**WORK ORDER**
Starting with the line that contains "[point] at the black" and ending with the final line of the data below, print those lines exactly and nothing else.

**RECORDS FOR PROCESSING**
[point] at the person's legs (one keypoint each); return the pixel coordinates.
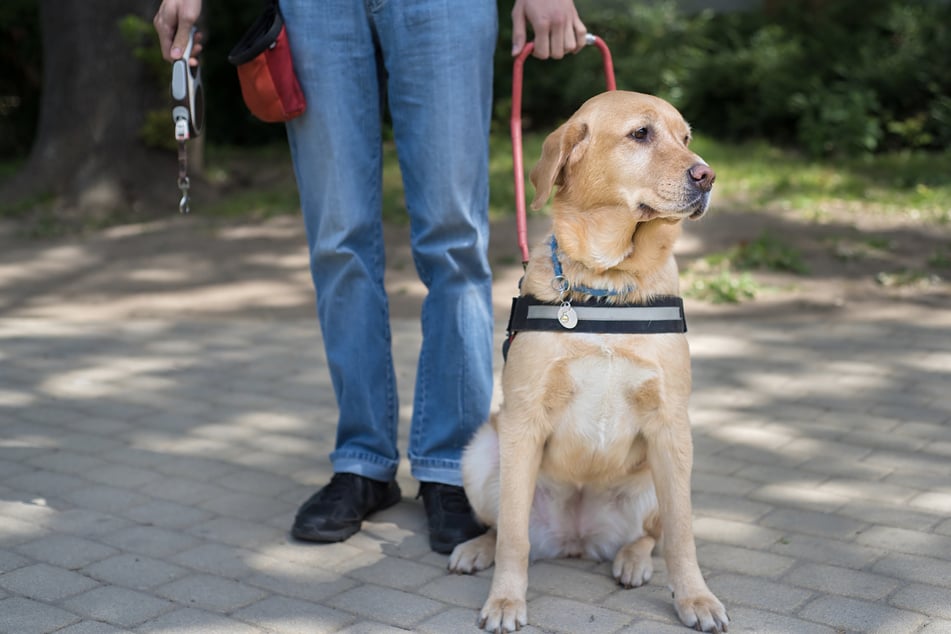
(438, 54)
(335, 146)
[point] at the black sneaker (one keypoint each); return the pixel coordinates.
(336, 511)
(451, 520)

**EXPECTED ANSWER**
[point] at the black sneaker (one keypoint each); return the pixel coordinates.
(336, 511)
(451, 520)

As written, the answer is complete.